■ Exercise aim ■
Using the entries below, quote exactly the span of lines that begins with the line containing "Exercise. Point out the medallion" and ends with the final line.

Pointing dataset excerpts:
--- START ---
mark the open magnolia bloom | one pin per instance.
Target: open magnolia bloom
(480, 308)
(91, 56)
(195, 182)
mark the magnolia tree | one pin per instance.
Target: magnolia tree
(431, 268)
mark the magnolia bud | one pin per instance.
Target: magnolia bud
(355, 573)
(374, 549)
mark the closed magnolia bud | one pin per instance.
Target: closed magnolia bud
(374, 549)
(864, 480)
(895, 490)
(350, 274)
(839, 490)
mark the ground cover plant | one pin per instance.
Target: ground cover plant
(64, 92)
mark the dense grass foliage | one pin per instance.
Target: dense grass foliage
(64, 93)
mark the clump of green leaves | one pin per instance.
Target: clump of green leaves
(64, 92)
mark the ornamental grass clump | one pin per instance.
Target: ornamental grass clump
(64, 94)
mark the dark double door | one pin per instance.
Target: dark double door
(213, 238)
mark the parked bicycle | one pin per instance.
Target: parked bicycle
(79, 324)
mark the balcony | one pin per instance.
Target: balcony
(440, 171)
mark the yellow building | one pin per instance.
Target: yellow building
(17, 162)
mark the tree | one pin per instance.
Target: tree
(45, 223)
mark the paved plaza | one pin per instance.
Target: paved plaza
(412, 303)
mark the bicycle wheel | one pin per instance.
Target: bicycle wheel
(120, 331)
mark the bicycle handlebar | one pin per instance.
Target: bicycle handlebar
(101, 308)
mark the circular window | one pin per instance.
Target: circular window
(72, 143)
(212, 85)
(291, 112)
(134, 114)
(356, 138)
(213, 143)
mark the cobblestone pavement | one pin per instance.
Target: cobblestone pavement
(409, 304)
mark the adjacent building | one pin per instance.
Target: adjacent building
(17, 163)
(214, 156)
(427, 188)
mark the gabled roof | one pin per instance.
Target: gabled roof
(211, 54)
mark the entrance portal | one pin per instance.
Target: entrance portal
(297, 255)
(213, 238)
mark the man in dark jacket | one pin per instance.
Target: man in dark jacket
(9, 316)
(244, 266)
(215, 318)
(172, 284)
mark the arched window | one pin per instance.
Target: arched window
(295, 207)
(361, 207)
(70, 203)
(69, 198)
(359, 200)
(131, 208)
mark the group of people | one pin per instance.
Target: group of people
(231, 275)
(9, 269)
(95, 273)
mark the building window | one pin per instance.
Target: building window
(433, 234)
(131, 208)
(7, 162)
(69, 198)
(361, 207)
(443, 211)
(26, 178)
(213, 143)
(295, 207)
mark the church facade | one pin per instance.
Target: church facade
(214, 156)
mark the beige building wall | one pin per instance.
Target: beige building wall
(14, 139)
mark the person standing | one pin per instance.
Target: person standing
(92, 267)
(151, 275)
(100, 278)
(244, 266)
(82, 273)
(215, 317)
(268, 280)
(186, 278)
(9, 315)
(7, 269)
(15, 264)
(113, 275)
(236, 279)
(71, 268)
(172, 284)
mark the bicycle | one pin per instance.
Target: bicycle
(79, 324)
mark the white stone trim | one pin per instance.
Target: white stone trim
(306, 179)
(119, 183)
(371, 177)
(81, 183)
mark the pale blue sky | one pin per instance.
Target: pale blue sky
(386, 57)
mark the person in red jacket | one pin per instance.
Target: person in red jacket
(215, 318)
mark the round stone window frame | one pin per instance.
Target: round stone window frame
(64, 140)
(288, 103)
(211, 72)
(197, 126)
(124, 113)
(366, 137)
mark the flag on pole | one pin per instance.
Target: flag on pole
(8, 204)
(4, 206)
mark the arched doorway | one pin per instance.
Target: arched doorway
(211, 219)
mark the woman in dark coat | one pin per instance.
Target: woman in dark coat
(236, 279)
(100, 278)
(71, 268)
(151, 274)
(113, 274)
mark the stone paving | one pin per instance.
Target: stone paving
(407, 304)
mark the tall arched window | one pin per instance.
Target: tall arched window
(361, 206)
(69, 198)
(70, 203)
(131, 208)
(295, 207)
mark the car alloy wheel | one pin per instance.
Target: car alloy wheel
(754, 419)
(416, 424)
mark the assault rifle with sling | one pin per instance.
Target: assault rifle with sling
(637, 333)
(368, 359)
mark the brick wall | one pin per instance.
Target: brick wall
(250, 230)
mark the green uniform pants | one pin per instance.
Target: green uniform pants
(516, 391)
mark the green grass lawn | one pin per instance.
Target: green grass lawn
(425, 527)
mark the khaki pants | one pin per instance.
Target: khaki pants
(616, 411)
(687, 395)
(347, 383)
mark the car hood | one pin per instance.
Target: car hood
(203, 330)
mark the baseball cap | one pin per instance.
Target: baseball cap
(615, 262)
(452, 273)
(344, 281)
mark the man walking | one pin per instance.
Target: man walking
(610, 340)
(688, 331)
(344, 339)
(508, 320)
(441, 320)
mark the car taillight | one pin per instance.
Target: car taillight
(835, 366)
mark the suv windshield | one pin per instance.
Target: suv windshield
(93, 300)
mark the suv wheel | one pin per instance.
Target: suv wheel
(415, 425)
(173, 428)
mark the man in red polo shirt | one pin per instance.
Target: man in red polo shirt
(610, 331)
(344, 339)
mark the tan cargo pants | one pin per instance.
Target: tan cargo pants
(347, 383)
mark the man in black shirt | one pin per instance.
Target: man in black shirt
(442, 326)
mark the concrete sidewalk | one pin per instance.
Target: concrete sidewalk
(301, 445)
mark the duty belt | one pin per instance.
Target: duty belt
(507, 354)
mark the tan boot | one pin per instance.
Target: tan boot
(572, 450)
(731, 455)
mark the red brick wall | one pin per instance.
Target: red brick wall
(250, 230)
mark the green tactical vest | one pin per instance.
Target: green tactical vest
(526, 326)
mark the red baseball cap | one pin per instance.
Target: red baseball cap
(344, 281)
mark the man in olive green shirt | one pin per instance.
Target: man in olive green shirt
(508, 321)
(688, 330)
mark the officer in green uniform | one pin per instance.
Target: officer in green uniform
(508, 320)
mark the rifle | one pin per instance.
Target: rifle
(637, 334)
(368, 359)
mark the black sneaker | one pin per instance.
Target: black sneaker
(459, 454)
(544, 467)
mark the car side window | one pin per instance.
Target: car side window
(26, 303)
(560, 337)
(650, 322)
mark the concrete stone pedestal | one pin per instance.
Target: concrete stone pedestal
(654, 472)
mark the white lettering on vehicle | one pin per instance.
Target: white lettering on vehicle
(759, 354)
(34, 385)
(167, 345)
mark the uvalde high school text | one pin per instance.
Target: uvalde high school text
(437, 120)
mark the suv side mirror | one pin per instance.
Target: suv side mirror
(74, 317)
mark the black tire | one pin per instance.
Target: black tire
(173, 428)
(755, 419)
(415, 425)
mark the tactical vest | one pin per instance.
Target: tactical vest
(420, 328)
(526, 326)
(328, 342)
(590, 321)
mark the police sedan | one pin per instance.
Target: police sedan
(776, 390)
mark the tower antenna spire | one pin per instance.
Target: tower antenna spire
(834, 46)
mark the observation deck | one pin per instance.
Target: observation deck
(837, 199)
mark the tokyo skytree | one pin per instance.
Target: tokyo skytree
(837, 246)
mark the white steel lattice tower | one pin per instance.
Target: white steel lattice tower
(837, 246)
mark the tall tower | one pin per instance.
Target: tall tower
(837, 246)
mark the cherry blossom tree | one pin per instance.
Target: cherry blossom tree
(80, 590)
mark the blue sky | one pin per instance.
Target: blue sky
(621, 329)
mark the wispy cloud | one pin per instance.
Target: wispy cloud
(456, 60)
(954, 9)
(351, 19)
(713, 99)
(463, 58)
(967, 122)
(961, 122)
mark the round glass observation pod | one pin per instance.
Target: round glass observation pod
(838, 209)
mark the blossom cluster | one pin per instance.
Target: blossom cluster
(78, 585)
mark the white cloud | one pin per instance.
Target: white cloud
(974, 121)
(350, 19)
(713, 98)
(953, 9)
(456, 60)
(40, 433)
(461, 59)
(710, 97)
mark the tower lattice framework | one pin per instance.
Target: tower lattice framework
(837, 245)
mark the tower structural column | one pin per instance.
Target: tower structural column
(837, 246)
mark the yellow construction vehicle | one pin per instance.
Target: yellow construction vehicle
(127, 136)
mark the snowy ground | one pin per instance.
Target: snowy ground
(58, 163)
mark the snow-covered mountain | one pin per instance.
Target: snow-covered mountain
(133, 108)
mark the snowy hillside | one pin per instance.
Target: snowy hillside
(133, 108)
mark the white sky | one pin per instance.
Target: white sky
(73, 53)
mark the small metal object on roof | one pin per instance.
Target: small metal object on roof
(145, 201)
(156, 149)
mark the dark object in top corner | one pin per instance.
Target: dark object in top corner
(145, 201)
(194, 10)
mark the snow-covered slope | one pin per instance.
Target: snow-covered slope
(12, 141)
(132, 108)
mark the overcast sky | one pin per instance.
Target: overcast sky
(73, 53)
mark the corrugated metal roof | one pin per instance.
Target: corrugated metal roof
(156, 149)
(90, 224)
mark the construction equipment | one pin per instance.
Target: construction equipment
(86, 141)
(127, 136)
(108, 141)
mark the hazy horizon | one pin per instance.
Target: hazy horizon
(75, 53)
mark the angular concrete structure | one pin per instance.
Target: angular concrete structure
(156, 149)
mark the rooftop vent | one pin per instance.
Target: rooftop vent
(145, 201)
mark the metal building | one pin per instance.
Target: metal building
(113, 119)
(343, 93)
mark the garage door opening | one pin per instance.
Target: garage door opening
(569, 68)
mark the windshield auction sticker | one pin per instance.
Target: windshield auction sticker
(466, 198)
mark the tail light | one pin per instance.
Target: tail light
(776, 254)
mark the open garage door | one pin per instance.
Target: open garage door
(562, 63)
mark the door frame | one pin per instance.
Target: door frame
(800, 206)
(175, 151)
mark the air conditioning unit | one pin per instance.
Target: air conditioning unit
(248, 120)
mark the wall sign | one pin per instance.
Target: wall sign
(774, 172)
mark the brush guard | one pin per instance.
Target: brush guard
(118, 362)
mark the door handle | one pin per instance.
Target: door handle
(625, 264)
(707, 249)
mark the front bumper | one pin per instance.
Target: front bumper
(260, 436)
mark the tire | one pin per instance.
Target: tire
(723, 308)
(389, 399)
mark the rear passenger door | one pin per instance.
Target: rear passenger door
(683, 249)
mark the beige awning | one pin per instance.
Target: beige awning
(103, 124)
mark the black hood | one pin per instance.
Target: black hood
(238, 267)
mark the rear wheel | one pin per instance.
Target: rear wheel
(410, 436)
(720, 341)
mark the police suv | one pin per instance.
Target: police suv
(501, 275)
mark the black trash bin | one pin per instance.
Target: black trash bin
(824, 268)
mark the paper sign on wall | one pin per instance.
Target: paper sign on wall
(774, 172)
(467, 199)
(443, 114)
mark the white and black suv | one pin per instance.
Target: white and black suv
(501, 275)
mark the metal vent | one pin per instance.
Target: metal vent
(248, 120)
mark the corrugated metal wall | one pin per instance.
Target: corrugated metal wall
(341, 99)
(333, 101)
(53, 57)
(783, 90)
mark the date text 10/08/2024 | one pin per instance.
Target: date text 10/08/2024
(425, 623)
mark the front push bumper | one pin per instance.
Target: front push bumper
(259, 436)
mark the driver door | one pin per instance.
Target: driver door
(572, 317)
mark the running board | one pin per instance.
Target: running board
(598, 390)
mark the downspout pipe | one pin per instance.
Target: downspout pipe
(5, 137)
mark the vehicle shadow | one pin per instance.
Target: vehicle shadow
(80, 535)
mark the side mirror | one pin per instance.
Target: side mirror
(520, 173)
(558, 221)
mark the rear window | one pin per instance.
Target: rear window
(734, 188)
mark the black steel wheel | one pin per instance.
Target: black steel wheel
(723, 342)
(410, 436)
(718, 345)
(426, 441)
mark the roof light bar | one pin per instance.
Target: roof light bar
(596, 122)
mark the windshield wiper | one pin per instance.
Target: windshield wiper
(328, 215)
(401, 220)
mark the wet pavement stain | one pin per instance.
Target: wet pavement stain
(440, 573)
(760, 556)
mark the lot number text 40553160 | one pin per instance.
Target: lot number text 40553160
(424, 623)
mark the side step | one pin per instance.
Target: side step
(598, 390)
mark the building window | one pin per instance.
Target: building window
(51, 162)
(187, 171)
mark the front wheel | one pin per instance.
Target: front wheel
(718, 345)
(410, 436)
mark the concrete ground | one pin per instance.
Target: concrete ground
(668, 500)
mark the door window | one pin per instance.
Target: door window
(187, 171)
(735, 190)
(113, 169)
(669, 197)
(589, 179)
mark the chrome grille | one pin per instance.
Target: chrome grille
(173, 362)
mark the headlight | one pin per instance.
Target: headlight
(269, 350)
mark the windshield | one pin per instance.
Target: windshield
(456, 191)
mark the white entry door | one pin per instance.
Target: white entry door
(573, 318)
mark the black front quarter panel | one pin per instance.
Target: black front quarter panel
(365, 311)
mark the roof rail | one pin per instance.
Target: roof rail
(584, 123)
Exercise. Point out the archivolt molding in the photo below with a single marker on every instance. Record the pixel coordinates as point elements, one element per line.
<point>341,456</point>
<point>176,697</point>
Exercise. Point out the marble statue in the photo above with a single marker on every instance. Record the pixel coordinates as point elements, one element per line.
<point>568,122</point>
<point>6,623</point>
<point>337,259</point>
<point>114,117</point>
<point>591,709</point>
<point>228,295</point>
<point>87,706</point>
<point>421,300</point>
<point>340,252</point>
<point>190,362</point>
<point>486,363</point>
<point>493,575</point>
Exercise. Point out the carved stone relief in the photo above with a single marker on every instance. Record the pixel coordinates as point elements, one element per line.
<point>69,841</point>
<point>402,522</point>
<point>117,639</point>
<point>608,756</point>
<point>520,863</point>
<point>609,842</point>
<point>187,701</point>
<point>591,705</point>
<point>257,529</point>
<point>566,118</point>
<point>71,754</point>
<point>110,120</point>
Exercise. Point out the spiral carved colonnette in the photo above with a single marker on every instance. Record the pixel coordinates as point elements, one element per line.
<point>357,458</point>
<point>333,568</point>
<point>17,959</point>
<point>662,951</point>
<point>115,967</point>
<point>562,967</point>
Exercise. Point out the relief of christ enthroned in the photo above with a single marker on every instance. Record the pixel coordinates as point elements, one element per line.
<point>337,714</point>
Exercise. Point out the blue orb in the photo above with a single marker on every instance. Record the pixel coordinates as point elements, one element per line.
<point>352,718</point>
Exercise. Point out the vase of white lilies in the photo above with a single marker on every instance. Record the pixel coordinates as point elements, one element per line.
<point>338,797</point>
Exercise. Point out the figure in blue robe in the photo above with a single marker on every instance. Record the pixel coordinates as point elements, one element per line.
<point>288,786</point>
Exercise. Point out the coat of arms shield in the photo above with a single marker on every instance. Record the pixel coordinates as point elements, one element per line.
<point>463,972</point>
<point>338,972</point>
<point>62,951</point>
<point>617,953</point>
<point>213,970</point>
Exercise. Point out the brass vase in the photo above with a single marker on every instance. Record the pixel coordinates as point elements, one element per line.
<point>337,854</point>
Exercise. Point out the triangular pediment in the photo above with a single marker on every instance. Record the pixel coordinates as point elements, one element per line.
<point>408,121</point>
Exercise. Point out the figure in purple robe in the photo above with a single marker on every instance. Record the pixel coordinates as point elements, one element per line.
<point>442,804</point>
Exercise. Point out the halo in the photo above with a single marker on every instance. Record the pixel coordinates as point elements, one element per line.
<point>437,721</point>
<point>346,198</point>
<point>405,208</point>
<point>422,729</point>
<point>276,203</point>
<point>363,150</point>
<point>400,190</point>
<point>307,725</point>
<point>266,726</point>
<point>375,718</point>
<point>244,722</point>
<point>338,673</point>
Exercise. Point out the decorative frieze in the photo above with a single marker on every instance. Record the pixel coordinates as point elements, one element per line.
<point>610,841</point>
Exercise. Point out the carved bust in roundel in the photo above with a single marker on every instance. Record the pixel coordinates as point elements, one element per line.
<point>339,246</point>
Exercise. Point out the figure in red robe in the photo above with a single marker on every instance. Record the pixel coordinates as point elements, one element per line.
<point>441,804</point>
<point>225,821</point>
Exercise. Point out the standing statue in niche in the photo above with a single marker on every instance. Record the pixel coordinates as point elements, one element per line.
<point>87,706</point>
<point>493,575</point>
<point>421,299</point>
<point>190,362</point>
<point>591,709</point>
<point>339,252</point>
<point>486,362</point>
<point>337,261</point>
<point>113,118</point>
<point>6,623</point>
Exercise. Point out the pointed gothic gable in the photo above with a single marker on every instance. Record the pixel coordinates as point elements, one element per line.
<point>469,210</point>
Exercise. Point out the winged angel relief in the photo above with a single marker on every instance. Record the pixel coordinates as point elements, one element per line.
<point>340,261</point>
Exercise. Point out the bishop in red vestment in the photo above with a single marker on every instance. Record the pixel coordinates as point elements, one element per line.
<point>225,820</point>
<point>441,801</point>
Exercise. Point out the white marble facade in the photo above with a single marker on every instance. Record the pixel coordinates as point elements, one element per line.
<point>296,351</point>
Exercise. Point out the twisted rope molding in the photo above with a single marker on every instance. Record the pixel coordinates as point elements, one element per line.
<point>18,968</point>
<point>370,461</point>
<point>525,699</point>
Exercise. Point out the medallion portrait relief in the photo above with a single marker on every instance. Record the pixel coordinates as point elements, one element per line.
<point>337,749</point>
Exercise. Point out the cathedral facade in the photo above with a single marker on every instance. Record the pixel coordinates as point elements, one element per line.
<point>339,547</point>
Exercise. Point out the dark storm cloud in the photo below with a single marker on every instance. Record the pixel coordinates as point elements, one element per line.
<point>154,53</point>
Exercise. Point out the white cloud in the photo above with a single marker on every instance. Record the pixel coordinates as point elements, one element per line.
--- END ---
■ Solution to this exercise ■
Exercise. Point out the medallion portrait relief in the photo above with a single marker on every instance. Record the pixel coordinates as point elements, one element per line.
<point>337,749</point>
Exercise. Point out the cathedral facade in the photo above with a single marker on every instance. Record the pixel coordinates as point elements, one element per line.
<point>339,547</point>
Exercise. Point out the dark storm cloud in the photo below with a single marker on every instance. Record the pixel coordinates as point elements, one element per line.
<point>154,53</point>
Exercise. Point out the white cloud in the photo above with a single marker on every instance. Record the pixel coordinates as point elements, one element per line.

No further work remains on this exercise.